__Page text__:
BERLIN (Reuters) – German consumer morale is projected to plunge to a historic low in May as the war in Ukraine leads to soaring costs for households and dashes hopes of a post-pandemic recovery, a survey showed on Wednesday.
The GfK institute said its consumer sentiment index, based on a survey of around 2,000 Germans, dropped to -26.5 points heading into May from a revised -15.7 points a month earlier, as the key indicator fell even further than the previous record set in May 2020 during Germany’s first COVID-19 lockdown.
Analysts polled by Reuters had on average expected the index to drop to -16.0.
“The war in Ukraine and rates of high inflation have dealt a severe blow to consumer sentiment. This means that hopes of a recovery from the easing of pandemic-related restrictions have finally been dashed,” GfK consumer expert Rolf Buerkl said in a statement.
The war, which began with Russia’s invasion of Ukraine on Feb. 24, has led to an explosion in energy prices and far-reaching sanctions on Moscow, both of which have diminished consumers’ spending power, the GfK said.
The drop in consumer sentiment was accelerated by a significant increase in the propensity to save in April, it added.
“There will only be a sustainable trend shift in consumer sentiment if there are successful peace negotiations on the war in Ukraine,” Buerkl said.
The survey took place from March 31 to April 11.

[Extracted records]
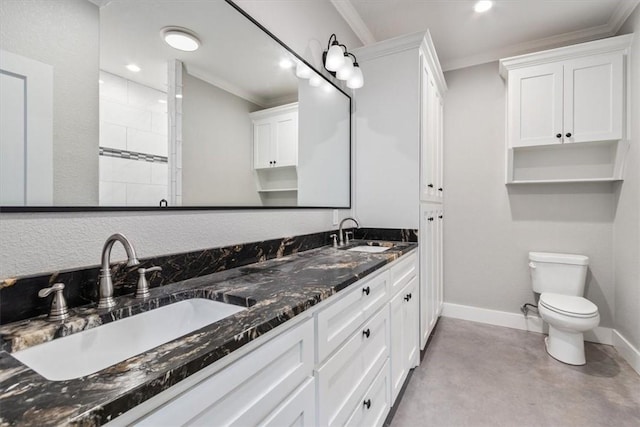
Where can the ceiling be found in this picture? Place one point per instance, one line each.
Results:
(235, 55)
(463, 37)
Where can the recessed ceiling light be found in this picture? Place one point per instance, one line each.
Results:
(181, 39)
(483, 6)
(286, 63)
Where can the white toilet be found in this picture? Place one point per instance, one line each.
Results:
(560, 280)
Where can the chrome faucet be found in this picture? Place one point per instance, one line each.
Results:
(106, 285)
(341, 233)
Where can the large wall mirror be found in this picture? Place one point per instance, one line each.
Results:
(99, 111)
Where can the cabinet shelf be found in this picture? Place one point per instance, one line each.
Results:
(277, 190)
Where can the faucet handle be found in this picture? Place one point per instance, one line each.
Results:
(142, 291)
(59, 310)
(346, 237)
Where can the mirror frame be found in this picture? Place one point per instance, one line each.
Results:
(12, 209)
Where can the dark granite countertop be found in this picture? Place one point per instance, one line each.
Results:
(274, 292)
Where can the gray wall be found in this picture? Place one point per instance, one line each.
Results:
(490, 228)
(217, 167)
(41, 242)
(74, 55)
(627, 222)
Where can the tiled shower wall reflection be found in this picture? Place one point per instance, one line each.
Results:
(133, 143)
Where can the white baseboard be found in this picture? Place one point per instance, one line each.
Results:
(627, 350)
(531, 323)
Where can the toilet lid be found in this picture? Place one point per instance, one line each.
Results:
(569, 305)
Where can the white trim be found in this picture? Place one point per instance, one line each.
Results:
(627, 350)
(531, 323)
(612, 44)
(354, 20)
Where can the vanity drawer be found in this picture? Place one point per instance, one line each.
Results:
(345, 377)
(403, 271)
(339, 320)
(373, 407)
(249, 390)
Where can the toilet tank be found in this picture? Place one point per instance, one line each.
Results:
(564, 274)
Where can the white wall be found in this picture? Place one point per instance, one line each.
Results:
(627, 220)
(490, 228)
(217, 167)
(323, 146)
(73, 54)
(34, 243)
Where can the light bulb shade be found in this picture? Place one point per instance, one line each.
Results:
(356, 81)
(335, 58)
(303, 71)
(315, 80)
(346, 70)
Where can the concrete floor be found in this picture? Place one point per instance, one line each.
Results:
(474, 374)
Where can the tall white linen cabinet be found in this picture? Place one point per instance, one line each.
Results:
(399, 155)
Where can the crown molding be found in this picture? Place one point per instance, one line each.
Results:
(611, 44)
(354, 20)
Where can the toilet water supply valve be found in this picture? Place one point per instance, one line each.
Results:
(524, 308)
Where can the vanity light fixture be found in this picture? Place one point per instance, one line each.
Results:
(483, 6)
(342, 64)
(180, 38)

--

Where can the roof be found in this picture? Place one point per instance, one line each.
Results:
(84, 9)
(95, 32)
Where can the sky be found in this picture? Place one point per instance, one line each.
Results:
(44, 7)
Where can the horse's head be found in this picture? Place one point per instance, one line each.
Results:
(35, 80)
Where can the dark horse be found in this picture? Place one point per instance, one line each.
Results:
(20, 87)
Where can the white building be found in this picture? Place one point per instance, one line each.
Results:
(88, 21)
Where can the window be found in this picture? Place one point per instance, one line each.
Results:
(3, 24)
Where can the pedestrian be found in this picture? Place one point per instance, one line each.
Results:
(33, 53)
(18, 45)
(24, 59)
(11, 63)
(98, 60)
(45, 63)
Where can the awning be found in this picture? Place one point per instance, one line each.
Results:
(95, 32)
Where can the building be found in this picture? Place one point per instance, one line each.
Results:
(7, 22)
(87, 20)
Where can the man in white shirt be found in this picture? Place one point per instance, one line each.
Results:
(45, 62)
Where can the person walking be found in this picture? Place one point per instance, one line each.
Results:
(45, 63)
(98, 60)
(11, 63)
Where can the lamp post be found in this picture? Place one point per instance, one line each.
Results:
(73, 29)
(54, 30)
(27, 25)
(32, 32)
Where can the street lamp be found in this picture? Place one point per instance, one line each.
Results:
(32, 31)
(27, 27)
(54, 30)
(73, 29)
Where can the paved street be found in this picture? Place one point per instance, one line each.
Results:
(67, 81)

--

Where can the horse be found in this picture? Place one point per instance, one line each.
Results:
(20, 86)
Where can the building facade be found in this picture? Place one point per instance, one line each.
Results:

__Problem set__:
A. Answer these about the article on German consumer morale, one per line:
(i) About how many Germans were surveyed for the GfK index?
(ii) What figure had analysts polled by Reuters expected on average?
(iii) Over what dates did the survey take place?
B. Put this sentence from the article on German consumer morale into Spanish: "Analysts polled by Reuters had on average expected the index to drop to -16.0."
C. Sum up the article on German consumer morale in two sentences.
The data has nothing to do with the tasks here.

__Solutions for each task__:
A.
(i) Around 2,000.
(ii) -16.0.
(iii) March 31 to April 11.

B. Los analistas consultados por Reuters esperaban, en promedio, que el índice bajara a -16,0.

C. The GfK consumer sentiment index fell to a record low of -26.5 points heading into May, down from -15.7 a month earlier and well below the -16.0 that analysts expected. GfK said the war in Ukraine, high inflation, soaring energy prices and sanctions on Moscow have cut consumers' spending power and dashed hopes of a post-pandemic recovery.